- [What is required]: Would you return the entries below exactly from the line containing "# outline every instance of the young stork" onward, ending with the final line and including it, and nothing else?

☆ ☆ ☆ ☆ ☆

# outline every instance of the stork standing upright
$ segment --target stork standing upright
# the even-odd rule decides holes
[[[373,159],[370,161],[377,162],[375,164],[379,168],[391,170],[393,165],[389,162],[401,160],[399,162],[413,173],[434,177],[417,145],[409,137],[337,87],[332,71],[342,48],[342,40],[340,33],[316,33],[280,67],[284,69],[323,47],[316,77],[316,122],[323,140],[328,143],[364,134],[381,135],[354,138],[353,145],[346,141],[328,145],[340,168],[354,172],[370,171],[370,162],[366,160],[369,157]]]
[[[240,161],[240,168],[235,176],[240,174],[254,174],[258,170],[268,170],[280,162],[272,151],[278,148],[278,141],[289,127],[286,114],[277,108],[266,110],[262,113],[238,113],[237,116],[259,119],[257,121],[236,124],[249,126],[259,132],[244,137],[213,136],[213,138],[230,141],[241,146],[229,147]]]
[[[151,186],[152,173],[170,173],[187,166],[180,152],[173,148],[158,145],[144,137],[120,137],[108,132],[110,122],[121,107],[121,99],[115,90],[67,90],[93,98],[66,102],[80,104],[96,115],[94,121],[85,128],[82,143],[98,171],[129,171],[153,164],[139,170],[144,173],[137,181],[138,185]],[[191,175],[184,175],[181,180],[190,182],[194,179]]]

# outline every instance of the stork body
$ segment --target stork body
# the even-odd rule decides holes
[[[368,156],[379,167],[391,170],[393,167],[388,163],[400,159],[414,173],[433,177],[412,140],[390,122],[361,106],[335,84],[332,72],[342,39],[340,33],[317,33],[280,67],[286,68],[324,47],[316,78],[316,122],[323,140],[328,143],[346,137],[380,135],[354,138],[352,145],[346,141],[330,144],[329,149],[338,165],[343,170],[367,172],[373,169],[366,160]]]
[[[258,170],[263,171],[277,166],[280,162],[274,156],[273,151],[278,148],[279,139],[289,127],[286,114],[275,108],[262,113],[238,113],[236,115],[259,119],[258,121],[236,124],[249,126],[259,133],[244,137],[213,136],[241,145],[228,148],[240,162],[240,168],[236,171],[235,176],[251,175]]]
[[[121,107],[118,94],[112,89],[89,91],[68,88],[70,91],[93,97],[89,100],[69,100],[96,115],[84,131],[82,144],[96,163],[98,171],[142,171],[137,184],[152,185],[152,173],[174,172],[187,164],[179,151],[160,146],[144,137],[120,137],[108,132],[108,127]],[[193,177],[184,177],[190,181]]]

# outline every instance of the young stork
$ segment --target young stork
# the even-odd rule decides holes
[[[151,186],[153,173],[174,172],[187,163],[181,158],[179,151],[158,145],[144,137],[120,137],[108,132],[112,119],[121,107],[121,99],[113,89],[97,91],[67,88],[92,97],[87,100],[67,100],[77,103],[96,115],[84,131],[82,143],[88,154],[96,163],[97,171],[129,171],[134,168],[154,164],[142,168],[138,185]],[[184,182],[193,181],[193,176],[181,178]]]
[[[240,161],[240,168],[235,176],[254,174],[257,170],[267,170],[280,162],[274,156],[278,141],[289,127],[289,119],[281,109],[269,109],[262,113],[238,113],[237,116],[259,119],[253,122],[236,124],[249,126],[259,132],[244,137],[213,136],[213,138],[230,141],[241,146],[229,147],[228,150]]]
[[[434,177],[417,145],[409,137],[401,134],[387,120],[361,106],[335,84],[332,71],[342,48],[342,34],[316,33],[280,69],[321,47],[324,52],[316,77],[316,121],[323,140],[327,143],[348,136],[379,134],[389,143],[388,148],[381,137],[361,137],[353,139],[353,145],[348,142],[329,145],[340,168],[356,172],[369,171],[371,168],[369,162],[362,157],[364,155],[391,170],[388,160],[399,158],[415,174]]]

☆ ☆ ☆ ☆ ☆

- [Task result]:
# outline every instance of the young stork
$ segment --target young stork
# the even-odd rule decides holes
[[[151,186],[153,173],[174,172],[187,163],[181,158],[179,151],[158,145],[144,137],[120,137],[108,132],[112,119],[121,107],[121,99],[113,89],[97,91],[67,88],[92,97],[87,100],[67,100],[77,103],[96,115],[84,131],[82,143],[88,154],[96,163],[97,171],[129,171],[134,168],[154,164],[142,168],[138,185]],[[184,182],[193,181],[193,176],[181,178]]]
[[[240,161],[240,168],[235,176],[254,174],[257,170],[267,170],[280,162],[274,156],[278,141],[289,127],[289,119],[281,109],[269,109],[262,113],[238,113],[237,116],[259,119],[253,122],[236,124],[249,126],[259,132],[244,137],[213,136],[213,138],[230,141],[241,146],[229,147],[228,150]]]
[[[434,177],[417,145],[409,137],[401,134],[387,120],[361,106],[335,84],[332,71],[342,48],[342,34],[316,33],[280,69],[321,47],[324,52],[316,77],[316,121],[323,140],[327,143],[348,136],[379,134],[389,143],[388,148],[381,137],[361,137],[353,139],[353,145],[348,142],[329,145],[340,168],[356,172],[369,171],[371,168],[369,162],[362,157],[364,155],[391,170],[388,160],[399,158],[415,174]]]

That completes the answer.